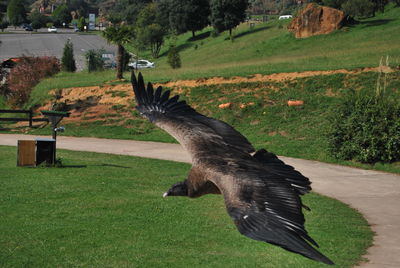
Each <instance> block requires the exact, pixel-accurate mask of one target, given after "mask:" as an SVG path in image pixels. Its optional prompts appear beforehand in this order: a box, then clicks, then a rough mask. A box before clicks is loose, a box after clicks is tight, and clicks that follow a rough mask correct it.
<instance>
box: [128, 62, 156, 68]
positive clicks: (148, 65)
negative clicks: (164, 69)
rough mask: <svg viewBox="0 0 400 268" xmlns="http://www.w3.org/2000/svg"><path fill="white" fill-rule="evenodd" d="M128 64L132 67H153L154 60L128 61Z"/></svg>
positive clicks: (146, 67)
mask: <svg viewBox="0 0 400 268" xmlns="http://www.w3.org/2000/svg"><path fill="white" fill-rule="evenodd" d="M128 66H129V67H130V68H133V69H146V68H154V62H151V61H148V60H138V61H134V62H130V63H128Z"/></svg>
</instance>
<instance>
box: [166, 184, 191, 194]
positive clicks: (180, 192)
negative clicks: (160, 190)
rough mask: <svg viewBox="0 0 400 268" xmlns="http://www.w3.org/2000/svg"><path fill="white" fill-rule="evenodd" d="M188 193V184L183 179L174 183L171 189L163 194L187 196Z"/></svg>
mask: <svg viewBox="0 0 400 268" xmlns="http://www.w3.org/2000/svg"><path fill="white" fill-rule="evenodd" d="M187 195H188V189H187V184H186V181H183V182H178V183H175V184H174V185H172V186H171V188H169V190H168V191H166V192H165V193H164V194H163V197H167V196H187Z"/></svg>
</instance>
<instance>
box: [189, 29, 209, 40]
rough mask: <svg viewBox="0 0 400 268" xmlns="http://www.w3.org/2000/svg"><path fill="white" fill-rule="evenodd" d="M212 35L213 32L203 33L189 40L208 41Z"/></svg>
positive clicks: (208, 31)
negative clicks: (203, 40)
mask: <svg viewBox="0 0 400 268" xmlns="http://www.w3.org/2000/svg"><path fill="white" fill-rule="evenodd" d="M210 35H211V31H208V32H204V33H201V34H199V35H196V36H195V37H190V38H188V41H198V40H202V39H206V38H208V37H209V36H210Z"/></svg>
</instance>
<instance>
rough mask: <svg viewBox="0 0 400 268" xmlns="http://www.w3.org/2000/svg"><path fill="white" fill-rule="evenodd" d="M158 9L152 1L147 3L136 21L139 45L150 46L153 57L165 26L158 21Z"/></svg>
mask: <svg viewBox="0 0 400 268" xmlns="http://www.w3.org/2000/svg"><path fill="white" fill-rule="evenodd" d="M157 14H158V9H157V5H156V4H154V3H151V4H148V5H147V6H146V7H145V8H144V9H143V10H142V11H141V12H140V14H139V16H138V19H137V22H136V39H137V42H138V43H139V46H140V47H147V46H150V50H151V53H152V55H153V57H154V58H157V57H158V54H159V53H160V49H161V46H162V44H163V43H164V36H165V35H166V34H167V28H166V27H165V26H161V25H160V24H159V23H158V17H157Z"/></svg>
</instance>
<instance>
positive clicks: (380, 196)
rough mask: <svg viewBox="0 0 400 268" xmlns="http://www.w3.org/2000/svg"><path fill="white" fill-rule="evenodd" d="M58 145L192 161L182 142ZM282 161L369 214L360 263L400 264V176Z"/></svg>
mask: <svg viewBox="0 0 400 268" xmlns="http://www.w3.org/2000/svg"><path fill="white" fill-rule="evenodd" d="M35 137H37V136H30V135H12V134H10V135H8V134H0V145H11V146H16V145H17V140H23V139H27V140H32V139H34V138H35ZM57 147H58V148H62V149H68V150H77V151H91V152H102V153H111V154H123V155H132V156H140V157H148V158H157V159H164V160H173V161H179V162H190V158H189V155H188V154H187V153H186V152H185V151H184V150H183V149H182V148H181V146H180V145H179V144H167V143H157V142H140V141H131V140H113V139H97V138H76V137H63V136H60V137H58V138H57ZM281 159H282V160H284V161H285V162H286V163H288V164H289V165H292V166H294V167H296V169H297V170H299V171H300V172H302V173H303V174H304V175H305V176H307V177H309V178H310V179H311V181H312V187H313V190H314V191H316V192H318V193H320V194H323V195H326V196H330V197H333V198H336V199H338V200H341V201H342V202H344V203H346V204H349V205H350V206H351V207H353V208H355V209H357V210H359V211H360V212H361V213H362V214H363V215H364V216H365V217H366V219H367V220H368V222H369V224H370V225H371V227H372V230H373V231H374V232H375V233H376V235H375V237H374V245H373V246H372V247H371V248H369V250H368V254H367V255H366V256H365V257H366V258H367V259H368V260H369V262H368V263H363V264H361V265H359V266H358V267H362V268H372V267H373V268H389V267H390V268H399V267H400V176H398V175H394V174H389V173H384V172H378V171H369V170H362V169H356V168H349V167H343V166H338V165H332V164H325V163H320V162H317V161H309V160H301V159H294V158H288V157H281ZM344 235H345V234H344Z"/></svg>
================
**About this exercise:** Once the pictures are set aside, restate the remaining data above exactly.

**Task answer:**
Each <instance> block requires the exact, pixel-accurate mask of one target, given after "mask:" as an SVG path in image pixels. Its optional prompts appear beforehand in this order: a box, then clicks, then a rough mask. A box before clicks is loose, a box after clicks is tight, and clicks that follow a rough mask correct it.
<instance>
box: [128, 62, 156, 68]
positive clicks: (148, 65)
negative clicks: (164, 69)
rough mask: <svg viewBox="0 0 400 268" xmlns="http://www.w3.org/2000/svg"><path fill="white" fill-rule="evenodd" d="M128 64L132 67H153L154 60L128 61Z"/></svg>
positive clicks: (146, 67)
mask: <svg viewBox="0 0 400 268" xmlns="http://www.w3.org/2000/svg"><path fill="white" fill-rule="evenodd" d="M128 66H129V67H130V68H133V69H146V68H154V62H151V61H148V60H138V61H134V62H130V63H128Z"/></svg>
</instance>
<instance>
box: [166, 184, 191, 194]
positive clicks: (180, 192)
negative clicks: (160, 190)
rough mask: <svg viewBox="0 0 400 268" xmlns="http://www.w3.org/2000/svg"><path fill="white" fill-rule="evenodd" d="M188 193V184L183 179L174 183L171 189L163 194L187 196Z"/></svg>
mask: <svg viewBox="0 0 400 268" xmlns="http://www.w3.org/2000/svg"><path fill="white" fill-rule="evenodd" d="M187 195H188V189H187V184H186V181H183V182H178V183H175V184H174V185H172V186H171V188H169V190H168V191H166V192H165V193H164V194H163V197H167V196H187Z"/></svg>
</instance>
<instance>
box: [189, 29, 209, 40]
rough mask: <svg viewBox="0 0 400 268" xmlns="http://www.w3.org/2000/svg"><path fill="white" fill-rule="evenodd" d="M212 35L213 32L203 33L189 40L208 41Z"/></svg>
positive clicks: (208, 31)
negative clicks: (203, 40)
mask: <svg viewBox="0 0 400 268" xmlns="http://www.w3.org/2000/svg"><path fill="white" fill-rule="evenodd" d="M210 35H211V31H208V32H204V33H201V34H199V35H196V36H195V37H190V38H188V41H198V40H202V39H206V38H208V37H209V36H210Z"/></svg>
</instance>
<instance>
rough mask: <svg viewBox="0 0 400 268" xmlns="http://www.w3.org/2000/svg"><path fill="white" fill-rule="evenodd" d="M158 9L152 1L147 3L136 21L139 45L150 46L153 57L165 26L158 21Z"/></svg>
mask: <svg viewBox="0 0 400 268" xmlns="http://www.w3.org/2000/svg"><path fill="white" fill-rule="evenodd" d="M157 14H158V9H157V5H156V4H154V3H151V4H148V5H147V6H146V7H145V8H144V9H143V10H142V11H141V12H140V14H139V16H138V19H137V22H136V39H137V42H138V43H139V46H140V47H147V46H150V50H151V53H152V55H153V57H154V58H157V57H158V54H159V53H160V49H161V46H162V44H163V43H164V36H165V35H166V34H167V28H166V27H165V26H161V25H160V24H159V23H158V17H157Z"/></svg>
</instance>
<instance>
positive clicks: (380, 196)
rough mask: <svg viewBox="0 0 400 268" xmlns="http://www.w3.org/2000/svg"><path fill="white" fill-rule="evenodd" d="M58 145L192 161L182 142ZM282 161L369 214L360 263L400 264V176Z"/></svg>
mask: <svg viewBox="0 0 400 268" xmlns="http://www.w3.org/2000/svg"><path fill="white" fill-rule="evenodd" d="M35 137H37V136H30V135H12V134H10V135H8V134H0V145H11V146H16V145H17V140H23V139H27V140H32V139H34V138H35ZM57 147H58V148H62V149H68V150H77V151H91V152H102V153H111V154H123V155H132V156H140V157H148V158H157V159H164V160H173V161H179V162H190V158H189V155H188V154H187V153H186V152H185V151H184V150H183V149H182V148H181V146H180V145H179V144H167V143H157V142H140V141H131V140H113V139H97V138H76V137H63V136H60V137H58V138H57ZM281 159H282V160H284V161H285V162H286V163H288V164H289V165H292V166H294V167H296V169H297V170H299V171H300V172H302V173H303V174H304V175H305V176H307V177H309V178H310V179H311V181H312V187H313V190H314V191H316V192H318V193H320V194H323V195H326V196H330V197H333V198H336V199H338V200H341V201H342V202H344V203H346V204H349V205H350V206H351V207H353V208H355V209H357V210H359V211H360V212H361V213H362V214H363V215H364V216H365V217H366V219H367V220H368V222H369V224H370V225H371V227H372V230H373V231H374V232H375V233H376V235H375V237H374V245H373V246H372V247H371V248H369V250H368V254H367V255H366V256H365V257H366V258H367V259H368V260H369V262H368V263H363V264H361V265H359V266H358V267H362V268H372V267H373V268H389V267H390V268H399V267H400V176H398V175H394V174H389V173H384V172H378V171H369V170H362V169H356V168H349V167H343V166H338V165H332V164H325V163H320V162H317V161H309V160H301V159H294V158H288V157H281ZM344 235H345V234H344Z"/></svg>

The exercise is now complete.